## REQUIREMENT
Please copy out the records below with "screenshot" replaced by "photo" throughout and every other part unchanged. Omit the pictures from your copy.

## PROVIDED DATA
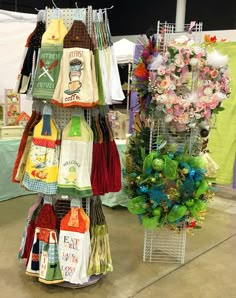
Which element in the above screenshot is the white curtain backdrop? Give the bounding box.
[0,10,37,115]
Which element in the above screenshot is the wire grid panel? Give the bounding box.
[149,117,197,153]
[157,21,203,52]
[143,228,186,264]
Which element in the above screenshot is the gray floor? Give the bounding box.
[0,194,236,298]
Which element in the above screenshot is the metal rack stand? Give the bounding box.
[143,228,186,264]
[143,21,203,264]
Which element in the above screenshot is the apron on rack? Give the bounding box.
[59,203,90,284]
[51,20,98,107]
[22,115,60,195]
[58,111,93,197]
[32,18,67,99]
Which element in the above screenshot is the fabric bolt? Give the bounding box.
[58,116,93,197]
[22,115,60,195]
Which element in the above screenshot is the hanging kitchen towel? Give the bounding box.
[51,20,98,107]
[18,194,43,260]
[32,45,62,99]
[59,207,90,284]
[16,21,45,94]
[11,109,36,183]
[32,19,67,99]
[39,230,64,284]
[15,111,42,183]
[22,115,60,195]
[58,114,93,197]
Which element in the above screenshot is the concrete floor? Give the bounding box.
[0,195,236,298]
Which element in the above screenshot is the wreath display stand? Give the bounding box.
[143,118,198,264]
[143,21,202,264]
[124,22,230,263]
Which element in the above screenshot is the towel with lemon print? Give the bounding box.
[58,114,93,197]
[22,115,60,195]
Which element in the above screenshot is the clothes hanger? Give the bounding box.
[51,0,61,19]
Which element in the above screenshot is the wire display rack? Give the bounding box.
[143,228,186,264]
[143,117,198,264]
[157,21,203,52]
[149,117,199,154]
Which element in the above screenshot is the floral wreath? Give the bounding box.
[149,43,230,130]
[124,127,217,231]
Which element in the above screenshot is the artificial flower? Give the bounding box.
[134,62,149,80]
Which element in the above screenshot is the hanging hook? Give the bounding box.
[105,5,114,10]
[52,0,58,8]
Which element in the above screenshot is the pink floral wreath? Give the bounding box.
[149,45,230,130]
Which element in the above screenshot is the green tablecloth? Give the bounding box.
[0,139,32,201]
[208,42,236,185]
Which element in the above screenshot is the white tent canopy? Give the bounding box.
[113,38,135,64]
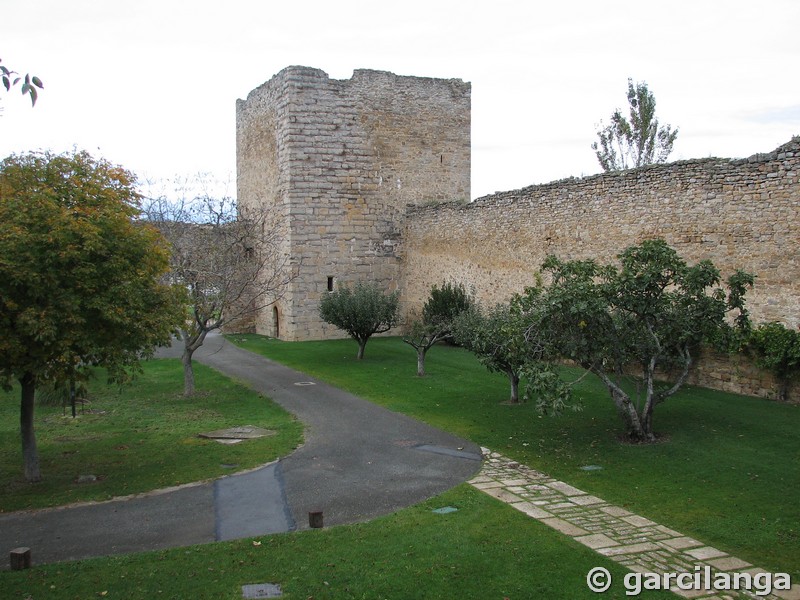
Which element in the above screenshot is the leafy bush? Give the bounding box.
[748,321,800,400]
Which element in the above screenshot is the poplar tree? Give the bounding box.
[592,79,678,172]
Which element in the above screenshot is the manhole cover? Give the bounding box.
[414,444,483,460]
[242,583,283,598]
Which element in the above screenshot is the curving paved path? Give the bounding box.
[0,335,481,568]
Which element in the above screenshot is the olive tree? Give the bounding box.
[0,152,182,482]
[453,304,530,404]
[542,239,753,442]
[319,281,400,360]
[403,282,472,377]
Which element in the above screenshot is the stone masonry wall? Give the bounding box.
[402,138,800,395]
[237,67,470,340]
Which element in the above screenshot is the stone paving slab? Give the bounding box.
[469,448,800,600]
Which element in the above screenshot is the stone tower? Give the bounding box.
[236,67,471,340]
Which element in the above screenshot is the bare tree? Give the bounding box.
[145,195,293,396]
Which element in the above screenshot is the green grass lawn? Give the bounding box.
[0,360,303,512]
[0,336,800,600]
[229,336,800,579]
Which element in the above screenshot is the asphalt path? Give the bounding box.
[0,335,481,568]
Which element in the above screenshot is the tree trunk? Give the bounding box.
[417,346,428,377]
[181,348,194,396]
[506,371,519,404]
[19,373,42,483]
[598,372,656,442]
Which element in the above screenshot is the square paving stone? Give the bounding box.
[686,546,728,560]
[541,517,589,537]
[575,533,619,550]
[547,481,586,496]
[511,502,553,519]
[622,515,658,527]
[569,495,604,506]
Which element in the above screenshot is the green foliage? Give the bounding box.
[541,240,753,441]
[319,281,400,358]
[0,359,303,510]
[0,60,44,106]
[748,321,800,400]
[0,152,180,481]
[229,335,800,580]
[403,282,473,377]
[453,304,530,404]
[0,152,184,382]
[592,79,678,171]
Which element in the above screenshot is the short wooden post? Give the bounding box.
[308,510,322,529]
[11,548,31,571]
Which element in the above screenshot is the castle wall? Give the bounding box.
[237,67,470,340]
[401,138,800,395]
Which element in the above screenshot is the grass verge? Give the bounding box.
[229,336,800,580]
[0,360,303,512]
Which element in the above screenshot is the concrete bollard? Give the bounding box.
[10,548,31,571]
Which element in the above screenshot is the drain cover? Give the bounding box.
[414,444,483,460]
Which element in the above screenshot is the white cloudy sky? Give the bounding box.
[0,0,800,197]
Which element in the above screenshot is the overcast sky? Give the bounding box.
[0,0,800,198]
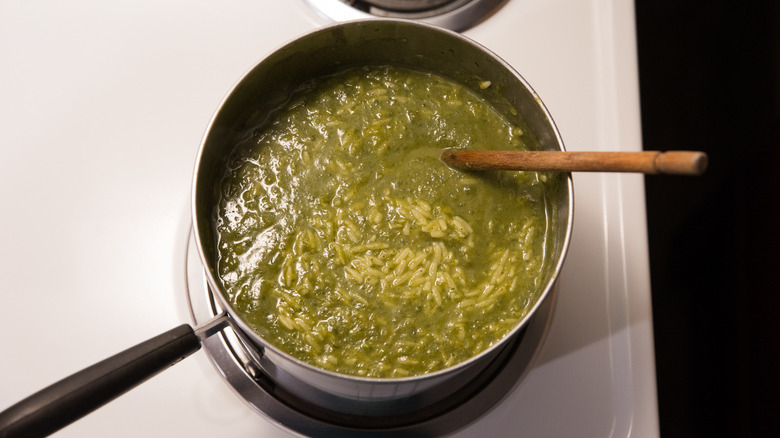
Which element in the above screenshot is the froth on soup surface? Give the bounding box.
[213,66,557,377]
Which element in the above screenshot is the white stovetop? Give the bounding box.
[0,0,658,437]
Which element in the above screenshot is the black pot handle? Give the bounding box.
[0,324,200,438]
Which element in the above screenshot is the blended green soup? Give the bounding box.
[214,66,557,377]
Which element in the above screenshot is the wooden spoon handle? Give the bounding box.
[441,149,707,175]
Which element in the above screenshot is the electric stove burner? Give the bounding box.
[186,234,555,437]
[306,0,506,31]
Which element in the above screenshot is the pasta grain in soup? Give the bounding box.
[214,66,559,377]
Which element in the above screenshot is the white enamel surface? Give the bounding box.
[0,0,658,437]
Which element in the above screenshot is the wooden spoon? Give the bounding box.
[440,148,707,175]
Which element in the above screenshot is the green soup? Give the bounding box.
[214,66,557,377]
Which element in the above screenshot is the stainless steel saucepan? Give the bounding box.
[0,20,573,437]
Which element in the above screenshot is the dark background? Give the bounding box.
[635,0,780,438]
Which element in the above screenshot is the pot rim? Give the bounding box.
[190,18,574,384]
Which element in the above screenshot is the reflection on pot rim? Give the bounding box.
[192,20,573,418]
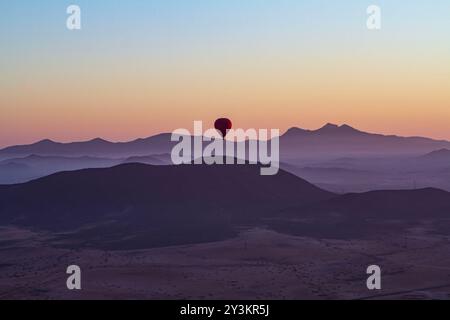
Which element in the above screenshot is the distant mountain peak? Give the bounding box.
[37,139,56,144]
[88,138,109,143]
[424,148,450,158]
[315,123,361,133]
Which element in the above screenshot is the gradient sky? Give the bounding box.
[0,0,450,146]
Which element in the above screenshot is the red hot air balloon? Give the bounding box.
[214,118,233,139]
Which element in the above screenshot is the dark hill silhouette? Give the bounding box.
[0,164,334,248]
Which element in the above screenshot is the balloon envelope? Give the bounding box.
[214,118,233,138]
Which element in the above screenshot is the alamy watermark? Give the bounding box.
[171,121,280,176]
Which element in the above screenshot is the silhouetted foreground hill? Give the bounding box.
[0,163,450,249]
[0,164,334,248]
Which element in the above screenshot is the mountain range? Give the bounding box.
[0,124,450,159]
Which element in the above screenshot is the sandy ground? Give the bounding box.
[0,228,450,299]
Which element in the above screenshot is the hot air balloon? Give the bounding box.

## WRITTEN REPLY
Which element in the above photo is the white curtain backdrop? Give the bounding box.
[0,10,37,115]
Which element in the above photo is the wire grid panel? Give the bounding box.
[149,117,197,153]
[157,21,203,52]
[143,228,186,264]
Which element in the above photo is the gray floor? Give the bounding box.
[0,194,236,298]
Which element in the above photo is the metal rack stand? Give the bounding box.
[143,228,186,264]
[143,21,203,264]
Which element in the above photo is the apron on rack? Give the bounding box.
[59,203,90,284]
[51,20,98,107]
[22,115,60,195]
[58,111,93,197]
[32,18,67,99]
Which element in the above photo is the fabric bolt? Give the bounding box.
[58,116,93,197]
[22,115,60,195]
Which element in the above photo is the hanging kitchen towel? Give the bounding box.
[51,20,98,107]
[18,194,43,260]
[32,45,62,99]
[59,207,90,284]
[16,21,45,94]
[11,109,36,183]
[32,19,67,99]
[39,230,64,284]
[15,111,42,183]
[22,115,60,195]
[58,114,93,197]
Which element in the above photo is the concrete floor? Give the bounding box.
[0,195,236,298]
Which element in the above photo is the wreath display stand? Give the bounding box.
[143,118,198,264]
[143,21,202,264]
[124,22,230,263]
Which element in the above photo is the towel with lemon print? Give the bounding box.
[58,114,93,197]
[22,115,60,195]
Which element in the above photo is the clothes hanger? Give the bounding box.
[51,0,61,19]
Which element in the above photo is the wire display rack? Give the bounding box.
[143,228,186,264]
[143,117,198,264]
[157,21,203,52]
[149,117,199,154]
Which element in the above photo is the floral wreath? Give the bounding box.
[149,43,230,130]
[124,127,217,231]
Which element in the above photo is the artificial flower? Give the bounding box.
[134,62,149,80]
Which element in the above photo is the hanging hook? Give the bounding box.
[105,5,114,10]
[52,0,58,8]
Which element in the above photo is the pink floral wreath? Give the bounding box.
[149,45,230,130]
Which element in the above photo is the green tablecloth? Give the bounding box.
[0,139,32,201]
[208,42,236,185]
Which element in the above photo is the white tent canopy? Give the bounding box.
[113,38,135,64]
Which element in the above photo is the leafy bush? Give the bounding box.
[748,321,800,400]
Which element in the above photo is the poplar tree? Give the bounding box.
[592,79,678,172]
Which element in the above photo is the manhole cover? Give the bounding box.
[414,444,483,460]
[242,583,283,598]
Which element in the above photo is the curving paved path? Give the bounding box.
[0,335,481,568]
Which element in the above photo is the olive tree? Give the bounding box.
[0,152,182,482]
[453,304,530,404]
[542,239,753,442]
[319,281,400,360]
[403,282,472,377]
Which element in the above photo is the stone masonry wall? Give the bounding box.
[402,138,800,395]
[237,67,470,340]
Which element in the above photo is the stone paving slab? Give the bounding box.
[469,448,800,600]
Which element in the above photo is the stone tower? Give the bounding box.
[236,67,471,340]
Which element in the above photo is the bare tree? Give the bounding box.
[145,195,293,396]
Which element in the above photo is the green grass lawn? Give the bounding box.
[0,360,303,512]
[0,336,800,600]
[229,336,800,579]
Which element in the above photo is the asphalt path? Give the bounding box.
[0,335,481,568]
Which element in the above photo is the tree trunk? Give the bounding box.
[417,346,428,377]
[181,348,194,396]
[506,371,519,404]
[19,373,42,483]
[598,372,656,442]
Which element in the above photo is the square paving stone? Give the bounding box.
[686,546,728,560]
[541,517,589,537]
[575,533,619,550]
[547,481,586,496]
[511,502,553,519]
[622,515,658,527]
[569,495,604,506]
Which element in the above photo is the green foliage? Give the bounding box.
[541,240,753,441]
[319,281,400,358]
[0,359,303,510]
[0,60,44,106]
[748,321,800,400]
[0,152,180,481]
[229,335,800,580]
[403,282,473,377]
[453,304,530,404]
[0,152,184,382]
[592,79,678,171]
Which element in the above photo is the short wooden post? Give the bounding box.
[308,510,322,529]
[11,548,31,571]
Which element in the above photo is the castle wall? Give the bounding box.
[237,67,470,340]
[401,138,800,395]
Which element in the above photo is the grass verge? Give the bounding box.
[229,336,800,580]
[0,360,303,512]
Which element in the above photo is the concrete bollard? Give the bounding box.
[10,548,31,571]
Which element in the above photo is the drain cover? Give the bounding box.
[414,444,483,460]
Which element in the above photo is the white cloudy sky? Give the bounding box.
[0,0,800,197]
Which element in the above photo is the overcast sky? Give the bounding box.
[0,0,800,198]
Which element in the above photo is the froth on soup surface? Give the bounding box.
[213,66,557,377]
Which element in the above photo is the white stovetop? Give the bounding box.
[0,0,658,437]
Which element in the above photo is the black pot handle? Give the bounding box.
[0,324,200,438]
Which element in the above photo is the blended green soup? Give the bounding box.
[214,66,557,377]
Which element in the above photo is the wooden spoon handle? Give the bounding box.
[441,149,707,175]
Which element in the above photo is the electric stove burner? Give the bounding box.
[186,234,555,437]
[306,0,506,31]
Which element in the above photo is the pasta grain in soup? Give the bounding box.
[214,66,559,377]
Which element in the above photo is the white enamel surface? Give the bounding box.
[0,0,658,437]
Which element in the above photo is the wooden spoon? Give the bounding box.
[440,148,707,175]
Which element in the above photo is the green soup? Give the bounding box.
[214,66,557,377]
Which element in the above photo is the stainless steel saucepan? Give the bounding box.
[0,20,573,437]
Which element in the above photo is the dark background? Give the bounding box.
[635,0,780,438]
Which element in the above photo is the pot rim? Give the bounding box.
[190,18,574,384]
Which element in the above photo is the reflection on pot rim? Give the bounding box.
[192,20,573,418]
Which element in the above photo is the distant mountain peak? Give the bounding box.
[37,139,56,144]
[88,138,109,143]
[424,148,450,158]
[315,123,361,133]
Which element in the above photo is the gradient sky? Give the bounding box.
[0,0,450,146]
Which element in the above photo is the red hot air balloon? Give the bounding box.
[214,118,233,139]
Which element in the above photo is the dark hill silhouette? Give the bounding box.
[0,164,334,248]
Which element in the above photo is the balloon envelope? Give the bounding box.
[214,118,233,138]
Which element in the above photo is the alamy watermark? Give the bounding box.
[171,121,280,176]
Which element in the above photo is the silhouetted foreground hill? Give the bounding box.
[0,163,450,249]
[0,164,334,248]
Which element in the above photo is the mountain range? Give the bounding box.
[0,124,450,159]
Which element in the above photo is the sandy ground? Give the bounding box.
[0,228,450,299]
Which element in the above photo is the hot air balloon? Give the bounding box.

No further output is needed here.